◆ Aufgabenstellung ◆
Beantworte mithilfe des Textes über medizinischen Kinderschutz diese Fragen:
1. In welchem Jahr wurde die Fachgesellschaft Kinderschutz in der Medizin gegründet?
2. Wie viele Kinderschutzgruppen gibt es bundesweit an Kliniken?
3. Woran scheitert die Zusammenarbeit mit Stellen wie den Jugendämtern oft?

◆ Textauszug ◆
Beim Kinderschutz gespart: Zur Kooperation zwischen Pädiatern und Jugendämtern

Niederlassung und Kooperation Autor: Ruth Bahners

Empfiehlt ein Kinderarzt einer Familie, Hilfsangebote des Jugendamtes anzunehmen, bleibt dies oft ohne Konsequenz. Empfiehlt ein Kinderarzt einer Familie, Hilfsangebote des Jugendamtes anzunehmen, bleibt dies oft ohne Konsequenz. © fizkes – stock.adobe.com

Medizinischer Kinderschutz geht alle an. Aber die Zusammenarbeit zwischen Kliniken, Hausärzten und Pädiatern mit staatlichen Stellen wie den Jugendämtern scheitert oft an bürokratischen Hürden. Auch mangelt es an Zeit und Geld.

„Medizinischer Kinderschutz ist eine multiprofessionelle Disziplin, die sehr anspruchsvoll und belastend sein kann“, stellt der Vorsitzende der Fachgesellschaft Kinderschutz in der Medizin (DGKiM), Dr. Bernd Herrmann, klar. Erst 2016 gegründet, zählt die Fachgesellschaft heute mehr als 500 Mitglieder.

Als Fortschritte zählt Dr. Herrmann die bundesweit 180 Kinderschutzgruppen an Kliniken sowie eine S3-Leitlinie auf. Mehr als 180 Kollegen hätten inzwischen das Zertifikat „Kinderschutzmedizin“ der DGKiM erworben. Aber noch immer fehle die Integration in die kindermedizinische Regelversorgung.

◆ Dargestellte Angaben ◆

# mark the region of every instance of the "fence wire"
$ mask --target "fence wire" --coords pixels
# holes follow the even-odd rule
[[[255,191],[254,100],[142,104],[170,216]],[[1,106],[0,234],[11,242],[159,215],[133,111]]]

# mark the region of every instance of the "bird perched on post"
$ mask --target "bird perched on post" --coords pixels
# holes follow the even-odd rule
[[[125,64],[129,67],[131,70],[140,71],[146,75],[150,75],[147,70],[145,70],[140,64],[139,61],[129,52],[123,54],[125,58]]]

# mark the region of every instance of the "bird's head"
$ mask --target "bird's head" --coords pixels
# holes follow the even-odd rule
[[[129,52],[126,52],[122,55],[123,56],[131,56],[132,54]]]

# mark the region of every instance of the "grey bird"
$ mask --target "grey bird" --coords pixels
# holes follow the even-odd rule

◆ Lösung ◆
1. 2016
2. 180
3. An bürokratischen Hürden